(STUDY QUESTIONS)
(a) According to the article on the Orange County Museum of Art, how many years was Zuckerman CEO and director of the Aspen Art Museum?
(b) Write the next part of the article on the Orange County Museum of Art, starting right after its final sentence.
DOCUMENT EXCERPT START
By Barbara McMurray, Special to The Independent

Laguna Beach has long attracted artists and lovers of art. It is also home to Heidi Zuckerman, CEO and director of the Orange County Museum of Art, an impressive new building under construction in Costa Mesa set to open on Oct. 8.

“We are building the museum that Orange County deserves,” Zuckerman said. “There is no other structure like it in Orange County. The level of complexity of the facility and high level of design and specificity are unprecedented.”

She is working with Thom Mayne, a Pritzker Prize winner and Morphosis Architects founder who designed the state-of-the-art, 53,000 square foot building. It is twice the size of the museum’s former location near Fashion Island in Newport Beach.

The building’s unique indoor-outdoor design includes retractable walls, skylights, a spacious roof terrace for exhibitions and events, and a voluminous lobby atrium that can be configured as a black-box theater or a light-filled studio. Gallery space totaling 25,000 square feet will showcase the museum’s contemporary art collection and major traveling exhibitions. A grand stairway and plaza create an inviting public gathering space.

A Palo Alto native, Zuckerman fell in love with art at a young age. She held curatorial posts at the Berkeley Art Museum and Pacific Film Archive and the Jewish Museum in New York. As CEO and director of the Aspen Art Museum for 14 years, she oversaw the construction of a new building by Pritzker Prize-winning architect Shigeru Ban before departing in late 2019 to host a podcast, “Conversations About Art” and write a book series, “Conversations with Artists.” She arrived at OCMA in January 2021.

Her preternatural calm belies that she’s in charge of a dizzying array of logistics. She is masterminding the construction details of a highly unusual building, curating one of the five shows that will open the museum, and acting as its spokesperson. Her OCMA curatorial debut is “13 Women,” a nod to the visionary women who founded the original museum on Balboa Peninsula in Newport Beach in 1962. She has also added 25 new objects to OCMA’s 4,500-plus holdings and hired most of the current 22-member staff.

When open, the museum will have 40 full-time employees, one of whom will be a building engineer she’s about to hire. That staffer will be tasked with learning and managing the state-of-the-art facility’s intricate infrastructure.

It helps that Zuckerman is a devoted yoga and meditation practitioner who can view the world through a zen lens. Playing in a pickleball league also provides stress relief.

The new OCMA building is another jewel in the region’s cultural campus, joining the Segerstrom Center for the Arts, South Coast Repertory, and the Renée and Henry Segerstrom Concert Hall at the Julianne and George Argyros Plaza. Its striking centerpiece is “Connector,” Richard Serra’s 65-foot high Corten steel sculpture.
DOCUMENT EXCERPT END
DATA EXTRACTS START
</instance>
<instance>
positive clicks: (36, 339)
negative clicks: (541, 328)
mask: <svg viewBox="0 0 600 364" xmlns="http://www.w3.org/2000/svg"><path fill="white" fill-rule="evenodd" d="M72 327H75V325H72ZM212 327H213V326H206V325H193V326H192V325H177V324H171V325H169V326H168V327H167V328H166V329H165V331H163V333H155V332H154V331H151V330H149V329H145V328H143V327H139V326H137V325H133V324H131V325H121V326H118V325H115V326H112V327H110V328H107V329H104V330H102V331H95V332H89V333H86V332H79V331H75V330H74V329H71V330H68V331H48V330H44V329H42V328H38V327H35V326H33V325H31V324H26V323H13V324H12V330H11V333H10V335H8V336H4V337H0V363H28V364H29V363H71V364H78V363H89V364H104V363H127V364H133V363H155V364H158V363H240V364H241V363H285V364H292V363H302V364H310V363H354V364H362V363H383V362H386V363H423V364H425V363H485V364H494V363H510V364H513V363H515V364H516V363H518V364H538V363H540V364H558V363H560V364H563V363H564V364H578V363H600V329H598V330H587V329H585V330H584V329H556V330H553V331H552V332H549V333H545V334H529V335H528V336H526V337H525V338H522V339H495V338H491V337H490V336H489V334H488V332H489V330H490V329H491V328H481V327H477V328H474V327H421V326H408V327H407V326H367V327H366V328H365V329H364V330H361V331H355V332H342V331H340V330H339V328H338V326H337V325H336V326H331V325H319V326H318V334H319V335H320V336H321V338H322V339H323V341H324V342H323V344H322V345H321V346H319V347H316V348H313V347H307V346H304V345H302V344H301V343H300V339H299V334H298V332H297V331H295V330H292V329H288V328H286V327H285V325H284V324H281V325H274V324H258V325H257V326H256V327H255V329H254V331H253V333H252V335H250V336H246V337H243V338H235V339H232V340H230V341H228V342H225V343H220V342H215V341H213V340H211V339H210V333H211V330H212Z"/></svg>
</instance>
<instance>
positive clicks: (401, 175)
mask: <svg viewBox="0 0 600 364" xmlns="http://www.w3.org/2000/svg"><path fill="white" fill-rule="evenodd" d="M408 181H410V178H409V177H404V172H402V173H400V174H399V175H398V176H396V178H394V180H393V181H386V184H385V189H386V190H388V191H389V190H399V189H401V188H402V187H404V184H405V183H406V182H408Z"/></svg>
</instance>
DATA EXTRACTS END
(RESPONSES FOR EACH TASK)
(a) 14 years

(b)
The outdoor public areas beckon visitors to lounge and linger. On Earth Day, crews planted a dozen palo verde trees on the upper deck. Numerous California live oaks will soon be craned in to create a shady boulevard.

Of its exhibitions and events, Zuckerman said, “I want to broaden the range of content we’re presenting, with the idea that we want people to feel welcome here. Orange County is wedged between two cities—Los Angeles and San Diego. Orange County is one of the most diverse counties in California, made up of 34 cities. We’re a county, and as a county, we get to serve all those cities, all those communities, all that diversity.”

Her goal is to remove barriers to entry and create a cultural center where people of all kinds can rub elbows. To that end, general admission to the museum will be free for the first 10 years, thanks to a $2.5 million underwriting gift Zuckerman secured from Newport Beach-based Lugano Diamonds.

“Art doesn’t care how much money you have, who you voted for, what you do or don’t do on Sunday,” Zuckerman said.

Zuckerman’s new post comes with a bit of fence-mending among fellow Laguna residents. In 1996, a battle raged over control of the Laguna Art Museum when the Newport Harbor Art Museum, now OCMA, attempted what amounted to a hostile takeover of its assets. Many of the players in the drama of the unsuccessful bid have moved away or died. Shortly after she arrived and learned about this history, Zuckerman investigated and returned 200 artworks that belonged to LAM.

She is sanguine about the turbulent past and offers an invitation. “Come and check it out,” she said. “If you don’t like what you see, come back again, and it will be different.”

More information and the museum’s daily progress can be viewed at ocma.art.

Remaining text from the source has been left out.